§ STATED TASK 1: In the snscrape tutorial, what data types does snscrape support for Instagram?
§ STATED TASK 2: Write what comes next in the snscrape tutorial, picking up right after its last line.

§ TEXT TO READ:
(begin)

Blog

Snscrape Tutorial: How to Scrape Social Media with Python

This snscrape tutorial equips you to install, use, and troubleshoot snscrape. You'll learn to scrape Tweets, Facebook posts, Instagram hashtags, or Subreddits.

May 2024 · 8 min read

Snscrape is a powerful Python library that lets you scrape data from various social networking services (SNS) like Facebook, Twitter, Instagram, Reddit, and others.

This focus on social media allows snscrape to excel in areas where general web scraping tools might struggle. Social media platforms often have unique data structures and APIs that snscrape understands.

This translates to cleaner, more reliable data extraction compared to generic web scrapers that may need to work around these platform-specific features.

If you want to learn more about generic web scraping, check out these courses on web scraping in Python and web scraping in R.

Snscrape in a Nutshell

Here's a glimpse into what we can scrape with snscrape:

User profiles: Gather public profile information across various platforms, including bios, follower counts, and post history.
Posts and content: Scrape tweets, Instagram posts, Reddit submissions, and more, depending on the platform. You can even target specific hashtags, locations, or searches to focus your data collection.
Social groups and communities: Delve into Facebook groups, Reddit subreddits, or Telegram channels to analyze group discussions and interactions.

This is a summary of the specific data types supported for each platform (based on snscrape's official documentation):

Platform	Supported Data
Facebook	User profiles, Groups, Communities
Instagram	User profiles, Hashtags, Locations
Mastodon	User profiles, Toots (single or thread)

(end)

§ SUPPLIED MATERIAL:

(begin)

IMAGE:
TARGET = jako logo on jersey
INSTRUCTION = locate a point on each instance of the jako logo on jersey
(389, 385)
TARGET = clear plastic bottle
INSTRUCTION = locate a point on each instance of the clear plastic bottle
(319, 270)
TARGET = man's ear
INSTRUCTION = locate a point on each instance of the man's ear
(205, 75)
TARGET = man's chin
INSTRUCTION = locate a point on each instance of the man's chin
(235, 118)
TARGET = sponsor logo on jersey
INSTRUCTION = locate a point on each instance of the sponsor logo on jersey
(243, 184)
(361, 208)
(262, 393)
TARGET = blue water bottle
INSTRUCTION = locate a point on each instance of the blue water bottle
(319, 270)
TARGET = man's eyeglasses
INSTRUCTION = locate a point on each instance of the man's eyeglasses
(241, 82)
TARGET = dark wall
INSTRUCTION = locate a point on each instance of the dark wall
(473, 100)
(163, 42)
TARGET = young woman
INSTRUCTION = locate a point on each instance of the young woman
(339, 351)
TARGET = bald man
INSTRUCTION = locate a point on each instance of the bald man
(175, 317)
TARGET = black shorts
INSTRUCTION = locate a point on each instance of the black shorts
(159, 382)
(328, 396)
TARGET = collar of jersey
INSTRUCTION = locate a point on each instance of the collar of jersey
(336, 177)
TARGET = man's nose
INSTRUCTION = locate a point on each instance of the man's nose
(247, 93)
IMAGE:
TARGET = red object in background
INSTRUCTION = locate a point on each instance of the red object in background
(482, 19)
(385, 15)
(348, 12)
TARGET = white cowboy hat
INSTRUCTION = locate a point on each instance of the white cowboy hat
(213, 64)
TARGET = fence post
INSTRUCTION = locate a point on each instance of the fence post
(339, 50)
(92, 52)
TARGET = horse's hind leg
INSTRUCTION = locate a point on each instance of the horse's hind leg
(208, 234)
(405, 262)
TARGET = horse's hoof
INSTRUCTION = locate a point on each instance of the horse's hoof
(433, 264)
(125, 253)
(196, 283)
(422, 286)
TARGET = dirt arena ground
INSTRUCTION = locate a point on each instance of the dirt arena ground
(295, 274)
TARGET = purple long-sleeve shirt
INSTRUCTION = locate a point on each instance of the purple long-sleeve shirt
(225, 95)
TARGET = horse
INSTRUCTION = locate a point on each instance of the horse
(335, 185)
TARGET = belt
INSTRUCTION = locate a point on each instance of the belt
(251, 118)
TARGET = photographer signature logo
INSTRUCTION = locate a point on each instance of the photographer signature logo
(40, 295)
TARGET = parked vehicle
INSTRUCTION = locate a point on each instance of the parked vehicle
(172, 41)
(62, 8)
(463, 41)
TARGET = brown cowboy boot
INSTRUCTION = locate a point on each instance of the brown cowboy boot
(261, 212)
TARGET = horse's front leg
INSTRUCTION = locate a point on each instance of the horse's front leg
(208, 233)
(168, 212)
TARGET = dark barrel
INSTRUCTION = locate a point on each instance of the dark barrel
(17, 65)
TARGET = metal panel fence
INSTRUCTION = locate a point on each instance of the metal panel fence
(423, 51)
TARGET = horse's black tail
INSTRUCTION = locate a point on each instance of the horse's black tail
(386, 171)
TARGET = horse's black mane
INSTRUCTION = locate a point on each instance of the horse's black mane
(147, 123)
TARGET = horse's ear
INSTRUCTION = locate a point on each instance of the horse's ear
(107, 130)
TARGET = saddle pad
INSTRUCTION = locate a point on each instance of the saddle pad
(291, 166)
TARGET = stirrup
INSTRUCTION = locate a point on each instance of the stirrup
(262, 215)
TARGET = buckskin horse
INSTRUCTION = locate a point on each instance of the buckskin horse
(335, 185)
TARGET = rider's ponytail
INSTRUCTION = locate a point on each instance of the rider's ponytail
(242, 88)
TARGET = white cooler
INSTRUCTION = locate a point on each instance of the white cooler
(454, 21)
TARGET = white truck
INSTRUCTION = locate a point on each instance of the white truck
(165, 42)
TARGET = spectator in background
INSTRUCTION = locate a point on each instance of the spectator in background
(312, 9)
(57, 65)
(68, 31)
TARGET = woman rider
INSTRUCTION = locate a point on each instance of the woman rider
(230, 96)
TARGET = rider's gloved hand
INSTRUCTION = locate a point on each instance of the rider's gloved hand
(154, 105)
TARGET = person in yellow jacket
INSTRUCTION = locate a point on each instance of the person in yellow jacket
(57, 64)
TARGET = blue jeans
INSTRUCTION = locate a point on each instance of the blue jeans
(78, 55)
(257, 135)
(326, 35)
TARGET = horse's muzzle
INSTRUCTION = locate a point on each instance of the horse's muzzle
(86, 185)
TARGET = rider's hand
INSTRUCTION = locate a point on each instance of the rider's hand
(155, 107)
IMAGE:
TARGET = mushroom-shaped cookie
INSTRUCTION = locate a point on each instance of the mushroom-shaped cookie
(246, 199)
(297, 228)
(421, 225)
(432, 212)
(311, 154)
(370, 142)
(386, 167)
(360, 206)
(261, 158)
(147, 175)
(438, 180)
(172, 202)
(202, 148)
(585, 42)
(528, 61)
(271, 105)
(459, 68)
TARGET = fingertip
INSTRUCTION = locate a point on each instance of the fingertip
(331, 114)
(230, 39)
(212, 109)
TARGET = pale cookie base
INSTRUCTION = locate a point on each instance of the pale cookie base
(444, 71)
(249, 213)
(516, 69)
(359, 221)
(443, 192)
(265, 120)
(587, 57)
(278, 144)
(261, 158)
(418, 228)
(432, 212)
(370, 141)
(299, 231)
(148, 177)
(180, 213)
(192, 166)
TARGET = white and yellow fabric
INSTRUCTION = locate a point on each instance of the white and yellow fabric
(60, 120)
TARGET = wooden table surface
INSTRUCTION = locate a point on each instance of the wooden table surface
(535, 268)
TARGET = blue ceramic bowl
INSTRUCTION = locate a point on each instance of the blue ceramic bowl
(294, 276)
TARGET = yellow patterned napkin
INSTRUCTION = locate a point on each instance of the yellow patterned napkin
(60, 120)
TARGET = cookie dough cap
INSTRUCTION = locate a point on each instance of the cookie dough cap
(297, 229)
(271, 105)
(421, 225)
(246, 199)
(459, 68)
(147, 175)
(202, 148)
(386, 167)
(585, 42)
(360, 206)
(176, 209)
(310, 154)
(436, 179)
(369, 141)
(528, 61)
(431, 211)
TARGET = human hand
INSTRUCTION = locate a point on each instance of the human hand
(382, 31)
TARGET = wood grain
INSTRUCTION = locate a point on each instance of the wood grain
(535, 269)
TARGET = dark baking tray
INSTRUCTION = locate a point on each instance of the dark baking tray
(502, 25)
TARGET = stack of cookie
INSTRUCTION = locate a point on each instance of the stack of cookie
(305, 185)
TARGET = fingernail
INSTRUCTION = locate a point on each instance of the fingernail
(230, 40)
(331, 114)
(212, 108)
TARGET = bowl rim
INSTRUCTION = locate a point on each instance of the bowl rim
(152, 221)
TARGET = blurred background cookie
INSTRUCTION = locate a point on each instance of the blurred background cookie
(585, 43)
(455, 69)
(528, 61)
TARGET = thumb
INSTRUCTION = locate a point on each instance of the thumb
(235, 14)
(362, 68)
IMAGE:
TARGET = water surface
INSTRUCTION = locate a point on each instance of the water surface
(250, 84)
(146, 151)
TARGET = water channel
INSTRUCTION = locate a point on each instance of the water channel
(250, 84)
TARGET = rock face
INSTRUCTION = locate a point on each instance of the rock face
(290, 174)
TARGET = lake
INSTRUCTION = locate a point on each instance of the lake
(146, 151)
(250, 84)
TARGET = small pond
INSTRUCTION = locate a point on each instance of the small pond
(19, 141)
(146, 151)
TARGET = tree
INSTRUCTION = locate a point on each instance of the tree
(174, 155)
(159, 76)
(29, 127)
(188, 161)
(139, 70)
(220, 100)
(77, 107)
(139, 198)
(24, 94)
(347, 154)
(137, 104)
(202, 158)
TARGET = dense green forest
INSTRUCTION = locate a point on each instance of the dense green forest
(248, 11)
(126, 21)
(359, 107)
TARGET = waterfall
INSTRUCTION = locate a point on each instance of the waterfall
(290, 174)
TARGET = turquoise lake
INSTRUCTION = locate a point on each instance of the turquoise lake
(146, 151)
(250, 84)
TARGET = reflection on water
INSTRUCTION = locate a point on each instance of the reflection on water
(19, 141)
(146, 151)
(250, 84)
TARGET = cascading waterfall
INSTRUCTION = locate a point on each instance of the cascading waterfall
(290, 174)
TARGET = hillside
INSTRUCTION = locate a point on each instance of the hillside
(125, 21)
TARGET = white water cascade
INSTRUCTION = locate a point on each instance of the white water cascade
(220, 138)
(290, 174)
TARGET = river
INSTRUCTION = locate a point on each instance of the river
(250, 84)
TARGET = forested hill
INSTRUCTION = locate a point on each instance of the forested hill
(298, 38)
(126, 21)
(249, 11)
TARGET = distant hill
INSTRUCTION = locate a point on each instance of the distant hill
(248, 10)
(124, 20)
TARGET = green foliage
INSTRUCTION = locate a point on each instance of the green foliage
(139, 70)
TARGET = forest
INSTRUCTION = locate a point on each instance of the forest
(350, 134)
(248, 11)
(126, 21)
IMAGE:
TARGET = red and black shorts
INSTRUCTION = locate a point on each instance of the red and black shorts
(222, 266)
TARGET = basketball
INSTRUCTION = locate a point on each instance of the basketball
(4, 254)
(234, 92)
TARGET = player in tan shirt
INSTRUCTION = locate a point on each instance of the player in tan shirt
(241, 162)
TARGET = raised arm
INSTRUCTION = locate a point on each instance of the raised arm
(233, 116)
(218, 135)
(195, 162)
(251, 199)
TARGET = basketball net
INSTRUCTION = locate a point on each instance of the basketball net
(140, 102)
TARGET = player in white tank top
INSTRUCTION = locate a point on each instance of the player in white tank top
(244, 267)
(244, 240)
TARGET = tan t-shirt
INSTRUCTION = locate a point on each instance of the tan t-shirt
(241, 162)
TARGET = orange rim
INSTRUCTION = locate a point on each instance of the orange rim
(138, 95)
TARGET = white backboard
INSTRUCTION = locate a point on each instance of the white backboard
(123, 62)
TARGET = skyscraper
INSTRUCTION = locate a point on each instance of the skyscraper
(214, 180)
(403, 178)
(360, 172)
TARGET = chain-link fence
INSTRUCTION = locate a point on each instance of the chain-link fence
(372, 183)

(end)

§ EXPECTED OUTPUT 1: User profiles, hashtags, and locations.

§ EXPECTED OUTPUT 2:
Reddit	Users, Subreddits, Searches
Telegram	Channels
Twitter	Users, User profiles, Hashtags, Searches, Tweets (single or thread), List posts, Communities, Trends
VKontakte	User profiles
Weibo (Sina Weibo)	User profiles

How to Install Snscrape

To get started with snscrape, we'll first need to install it using pip or conda:

$ pip install snscrape

If you use conda, simply replace the word pip with the word conda in the above code snippet.

Snscrape requires Python 3.8 or higher, and you might need to install the libxml2 and libxslt libraries as well.

Once installed, we're ready to start scraping social media data.

How to Use Snscrape

One of snscrape's strengths is its command-line interface (CLI), which offers simplicity and efficiency in fetching social media data.

Let's start with an example of scraping Facebook data. Suppose we want to collect Facebook posts from a specific page.

You can use snscrape's command-line interface (CLI) to achieve this:

$ snscrape facebook-page "page_url" > posts.txt

In this example, we can replace “page_url” with the URL of the Facebook page we want to scrape. The result will be saved in a file named posts.txt.

If you’re anything like me, you might prefer to use scripts for complex or repeated tasks. Fortunately, you can easily use snscrape within a Python script:

import os

# Define the Facebook page URL
page_url = "your_page_url_here"

# Execute the snscrape command to retrieve posts
os.system(f"snscrape facebook-page {page_url} > posts.txt")

# Posts are saved in the 'posts.txt' file
print(f"Posts from '{page_url}' have been saved to 'posts.txt'.")

Keep in mind that many social media pages, including Facebook, generally discourage unauthorized scraping and actively work against it. You can read more about Facebook’s thoughts on this subject in this article.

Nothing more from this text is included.